## Problem description
Duplicate the records below, beginning at their start and stopping after the line that contains "box: [563, 598, 697, 700]". Leave the pictures out of your copy.

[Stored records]
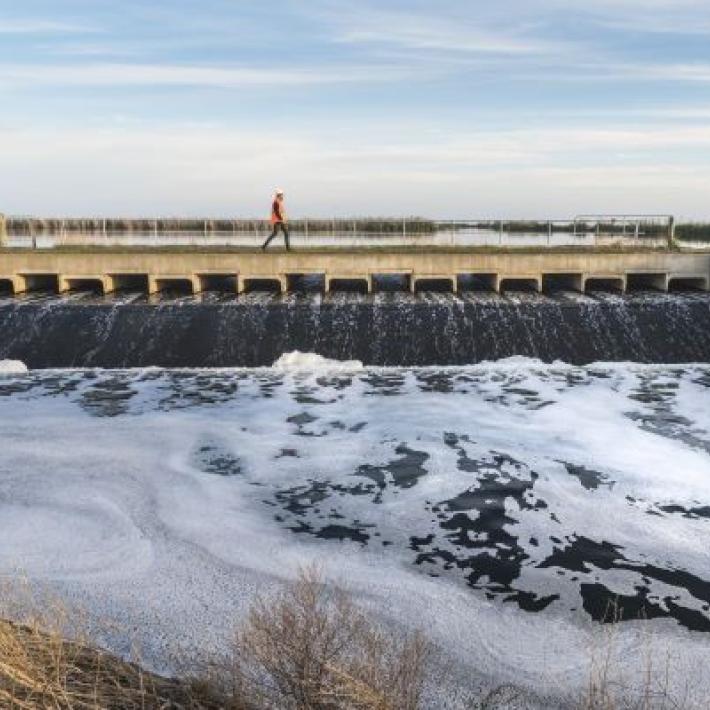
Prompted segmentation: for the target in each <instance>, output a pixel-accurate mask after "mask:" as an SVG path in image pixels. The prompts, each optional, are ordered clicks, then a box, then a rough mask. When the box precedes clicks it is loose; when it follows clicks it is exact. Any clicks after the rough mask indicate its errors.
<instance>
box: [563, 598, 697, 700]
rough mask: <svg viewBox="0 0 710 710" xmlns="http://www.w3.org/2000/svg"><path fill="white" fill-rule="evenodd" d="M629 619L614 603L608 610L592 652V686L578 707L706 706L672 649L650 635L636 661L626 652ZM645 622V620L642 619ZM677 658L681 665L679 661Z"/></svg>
mask: <svg viewBox="0 0 710 710" xmlns="http://www.w3.org/2000/svg"><path fill="white" fill-rule="evenodd" d="M622 618H623V615H622V613H621V610H620V609H619V608H618V605H617V604H615V603H612V604H610V605H609V608H608V609H607V611H606V614H605V617H604V621H605V626H604V628H603V629H602V632H601V635H600V636H599V638H598V641H597V643H596V644H595V645H593V647H592V649H591V652H590V661H591V662H590V671H589V678H588V681H587V687H586V689H585V690H584V692H583V694H582V698H581V699H580V701H579V702H578V703H577V707H578V708H579V710H676V709H678V708H704V707H707V705H706V699H705V698H702V699H698V698H697V694H696V693H695V692H694V689H693V687H692V682H691V681H692V675H693V674H692V672H691V669H690V668H689V667H683V663H682V661H681V660H680V659H672V658H671V655H670V652H669V650H668V649H660V648H658V647H657V644H656V643H655V640H654V638H653V635H652V633H651V632H650V631H646V633H645V635H644V637H643V643H642V645H641V647H640V649H639V651H638V653H637V654H635V656H634V657H633V658H630V657H629V656H628V651H627V652H626V653H624V652H623V651H622V649H621V648H620V643H619V630H620V628H621V623H622ZM639 620H640V621H643V620H645V617H644V616H643V615H641V616H640V617H639ZM674 660H675V662H674Z"/></svg>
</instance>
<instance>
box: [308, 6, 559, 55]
mask: <svg viewBox="0 0 710 710" xmlns="http://www.w3.org/2000/svg"><path fill="white" fill-rule="evenodd" d="M320 16H321V17H322V18H324V19H326V20H327V21H329V22H330V23H331V24H332V26H333V28H334V34H333V38H334V40H335V41H336V42H341V43H348V44H371V45H379V46H382V47H394V48H400V49H410V50H436V51H445V52H449V53H467V54H500V55H510V54H512V55H523V54H536V53H544V52H549V51H552V50H553V49H555V48H558V45H552V44H551V43H548V42H545V41H543V40H540V39H538V38H529V37H526V36H525V35H524V33H523V32H521V31H515V29H511V28H510V22H508V29H507V30H502V29H496V28H494V27H490V26H485V25H484V24H480V25H478V24H476V22H475V20H473V21H472V20H471V19H470V18H467V17H462V18H460V19H459V20H458V21H457V20H453V19H446V18H445V17H444V15H443V13H441V12H440V11H438V10H437V12H435V13H422V12H421V11H419V12H418V11H416V10H415V11H407V12H405V11H393V10H383V9H381V8H375V7H372V6H368V5H364V4H359V5H357V6H353V5H347V4H346V5H344V6H341V5H340V4H339V5H338V8H337V10H336V11H329V10H325V11H323V10H321V12H320Z"/></svg>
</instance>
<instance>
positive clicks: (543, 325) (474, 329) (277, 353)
mask: <svg viewBox="0 0 710 710" xmlns="http://www.w3.org/2000/svg"><path fill="white" fill-rule="evenodd" d="M68 336H69V337H68ZM293 350H299V351H301V352H316V353H318V354H320V355H323V356H324V357H328V358H333V359H338V360H359V361H361V362H363V363H365V364H366V365H402V366H407V365H410V366H420V365H435V364H436V365H462V364H470V363H475V362H481V361H484V360H497V359H500V358H505V357H511V356H515V355H521V356H527V357H536V358H539V359H541V360H543V361H547V362H551V361H554V360H564V361H566V362H569V363H572V364H586V363H589V362H594V361H600V360H605V361H624V360H629V361H637V362H659V363H660V362H664V363H678V362H710V295H708V294H702V293H697V294H691V293H687V294H651V293H643V294H631V295H628V296H612V295H611V294H593V295H587V296H582V295H579V294H576V295H573V294H565V293H560V294H556V295H552V296H542V295H539V294H532V293H519V294H508V295H506V296H498V295H495V294H489V293H477V292H468V293H466V294H464V295H461V296H455V295H451V294H440V293H436V294H432V293H423V294H417V295H414V294H409V293H378V294H375V295H369V296H368V295H364V294H356V293H334V294H328V295H325V296H323V295H321V294H318V293H298V294H288V295H286V296H279V295H276V294H267V293H252V294H248V295H245V296H240V297H238V298H237V297H227V296H217V295H215V294H203V295H200V296H194V297H182V298H176V299H170V298H159V299H149V298H145V297H139V296H137V295H133V296H130V297H127V296H125V295H124V296H116V297H113V296H109V297H95V296H88V295H85V294H81V295H77V294H72V295H70V296H49V295H42V296H40V295H32V296H28V297H24V298H18V299H12V298H9V299H2V300H0V359H12V360H22V361H23V362H25V363H27V364H28V365H29V366H30V367H33V368H46V367H82V366H99V367H143V366H153V365H155V366H165V367H231V366H246V367H255V366H262V365H270V364H271V363H272V362H274V361H275V360H277V359H278V358H279V357H280V356H281V355H283V354H284V353H286V352H290V351H293Z"/></svg>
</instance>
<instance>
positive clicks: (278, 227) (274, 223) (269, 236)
mask: <svg viewBox="0 0 710 710" xmlns="http://www.w3.org/2000/svg"><path fill="white" fill-rule="evenodd" d="M286 224H287V220H286V209H285V208H284V191H283V190H276V194H275V195H274V201H273V203H272V205H271V225H272V231H271V234H270V235H269V237H268V238H267V240H266V241H265V242H264V243H263V244H262V245H261V250H262V251H265V250H266V247H268V246H269V244H270V243H271V240H272V239H273V238H274V237H275V236H276V235H277V234H278V233H279V230H281V231H282V232H283V235H284V241H285V242H286V251H291V245H290V244H289V242H288V229H287V227H286Z"/></svg>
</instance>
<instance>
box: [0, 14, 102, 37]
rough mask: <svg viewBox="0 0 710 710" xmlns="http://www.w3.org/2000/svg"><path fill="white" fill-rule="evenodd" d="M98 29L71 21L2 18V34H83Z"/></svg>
mask: <svg viewBox="0 0 710 710" xmlns="http://www.w3.org/2000/svg"><path fill="white" fill-rule="evenodd" d="M97 31H98V28H96V27H92V26H90V25H84V24H75V23H71V22H57V21H55V20H41V19H27V20H7V19H3V18H0V35H3V34H4V35H24V34H83V33H90V32H97Z"/></svg>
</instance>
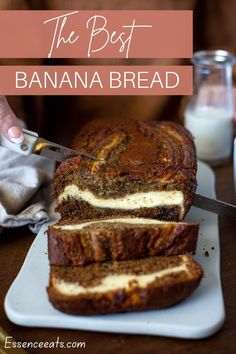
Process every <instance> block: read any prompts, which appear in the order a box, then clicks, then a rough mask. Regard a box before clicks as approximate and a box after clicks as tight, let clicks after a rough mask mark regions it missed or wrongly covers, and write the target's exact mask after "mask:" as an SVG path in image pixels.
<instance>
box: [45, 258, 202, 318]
mask: <svg viewBox="0 0 236 354" xmlns="http://www.w3.org/2000/svg"><path fill="white" fill-rule="evenodd" d="M202 275H203V272H202V269H201V267H200V266H199V265H198V264H197V263H196V262H195V261H193V260H192V259H191V257H189V256H186V255H181V256H169V257H165V256H158V257H148V258H143V259H138V260H129V261H121V262H104V263H92V264H89V265H87V266H84V267H78V266H77V267H74V266H67V267H66V266H51V272H50V285H49V287H48V296H49V300H50V301H51V303H52V304H53V306H54V307H55V308H57V309H58V310H60V311H63V312H66V313H71V314H75V315H97V314H106V313H113V312H114V313H115V312H126V311H141V310H149V309H160V308H164V307H168V306H172V305H174V304H176V303H178V302H180V301H182V300H184V299H185V298H186V297H188V296H189V295H190V294H191V293H192V292H193V291H194V290H195V289H196V287H197V286H198V284H199V282H200V280H201V278H202Z"/></svg>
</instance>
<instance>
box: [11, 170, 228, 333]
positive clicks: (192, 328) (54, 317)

## Task output
Prompted segmentation: for the target in each <instance>, output a pixel-accurate mask after "mask:" as an SVG path in image pixels. The prompts, each optional, are ordered clicks, then a box, then a rough mask. When the box precedes clicks it is loose; when it follows clicks it is exact. Any clicks after the rough mask indicate its errors.
<instance>
box: [563, 598, 697, 700]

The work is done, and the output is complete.